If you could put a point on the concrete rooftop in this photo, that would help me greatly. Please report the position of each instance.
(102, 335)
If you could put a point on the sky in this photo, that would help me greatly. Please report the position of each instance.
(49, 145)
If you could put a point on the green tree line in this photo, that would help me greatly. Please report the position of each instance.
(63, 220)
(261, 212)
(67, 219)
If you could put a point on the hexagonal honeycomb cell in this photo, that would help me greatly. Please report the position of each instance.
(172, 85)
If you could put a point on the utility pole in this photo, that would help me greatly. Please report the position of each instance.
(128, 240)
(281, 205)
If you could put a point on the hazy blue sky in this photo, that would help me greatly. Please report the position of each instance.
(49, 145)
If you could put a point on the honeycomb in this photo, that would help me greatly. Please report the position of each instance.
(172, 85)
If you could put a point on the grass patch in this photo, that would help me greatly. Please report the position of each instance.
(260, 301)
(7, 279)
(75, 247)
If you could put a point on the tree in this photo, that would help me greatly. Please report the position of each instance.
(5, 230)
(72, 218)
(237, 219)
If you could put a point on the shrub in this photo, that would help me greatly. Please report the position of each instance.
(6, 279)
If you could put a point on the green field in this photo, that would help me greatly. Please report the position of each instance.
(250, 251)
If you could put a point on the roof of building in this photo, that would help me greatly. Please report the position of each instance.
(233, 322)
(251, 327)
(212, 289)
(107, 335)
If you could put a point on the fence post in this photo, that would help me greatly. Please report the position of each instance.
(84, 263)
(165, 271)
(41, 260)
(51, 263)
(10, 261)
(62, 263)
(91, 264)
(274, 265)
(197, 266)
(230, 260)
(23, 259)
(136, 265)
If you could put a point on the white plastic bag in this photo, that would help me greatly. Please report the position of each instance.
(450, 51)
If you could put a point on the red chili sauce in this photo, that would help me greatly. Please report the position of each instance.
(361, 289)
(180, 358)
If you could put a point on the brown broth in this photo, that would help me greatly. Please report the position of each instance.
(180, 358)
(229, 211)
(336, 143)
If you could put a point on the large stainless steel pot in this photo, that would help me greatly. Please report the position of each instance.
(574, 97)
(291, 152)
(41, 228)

········

Work request: Up to and including the last line of the data, copy each line exactly, starting with the line that contains "If you could put a point on the brown".

The answer:
If you could put a point on the brown broth in this photo, that would help me greatly. Please report the position of each instance.
(180, 358)
(229, 211)
(336, 143)
If you could put a point on the large stainless steel pot in this photo, that would help me greatly. Please report the position of each instance.
(574, 97)
(291, 152)
(41, 228)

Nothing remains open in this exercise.